§ **Work request**
Reproduce word for word the line that contains "Could you point out the wooden" and every line after it to the end of the records, with nothing else added.

§ **Input**
----
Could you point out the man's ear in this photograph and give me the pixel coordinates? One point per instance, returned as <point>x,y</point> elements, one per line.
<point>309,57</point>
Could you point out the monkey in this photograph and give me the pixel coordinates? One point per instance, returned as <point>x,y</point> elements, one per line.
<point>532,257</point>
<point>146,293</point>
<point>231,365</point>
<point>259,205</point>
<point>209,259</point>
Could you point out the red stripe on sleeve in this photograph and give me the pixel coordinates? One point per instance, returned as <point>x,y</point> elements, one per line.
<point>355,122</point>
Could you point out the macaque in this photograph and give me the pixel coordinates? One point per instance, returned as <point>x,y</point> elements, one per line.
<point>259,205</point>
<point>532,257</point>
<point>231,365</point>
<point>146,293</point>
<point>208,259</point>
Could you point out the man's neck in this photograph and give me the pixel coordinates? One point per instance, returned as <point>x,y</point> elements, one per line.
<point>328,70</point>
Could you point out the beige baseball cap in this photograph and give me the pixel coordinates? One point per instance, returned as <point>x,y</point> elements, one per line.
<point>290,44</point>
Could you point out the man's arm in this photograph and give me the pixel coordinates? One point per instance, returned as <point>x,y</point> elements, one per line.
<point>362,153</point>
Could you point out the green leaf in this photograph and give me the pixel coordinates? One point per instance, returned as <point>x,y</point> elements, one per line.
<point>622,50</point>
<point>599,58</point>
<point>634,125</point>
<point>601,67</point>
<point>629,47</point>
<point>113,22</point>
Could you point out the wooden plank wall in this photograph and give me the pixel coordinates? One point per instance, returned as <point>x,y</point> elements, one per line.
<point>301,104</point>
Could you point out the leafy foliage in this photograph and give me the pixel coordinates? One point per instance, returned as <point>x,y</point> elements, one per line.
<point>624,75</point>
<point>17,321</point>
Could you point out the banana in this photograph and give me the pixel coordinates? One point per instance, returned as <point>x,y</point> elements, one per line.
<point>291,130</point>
----
§ **Exercise solution**
Could you point out the wooden plank wall in this photograph and give me the pixel coordinates? One point per instance, returned as <point>x,y</point> elements, one per line.
<point>301,104</point>
Could you point out the leafy foliage in this photograph and give me the pixel coordinates? One point per instance, returned as <point>x,y</point> elements, one per line.
<point>624,75</point>
<point>17,321</point>
Could you point out the banana in this photograph and give me the pixel coordinates? One point per instance, returned as <point>x,y</point> elements, one per line.
<point>291,130</point>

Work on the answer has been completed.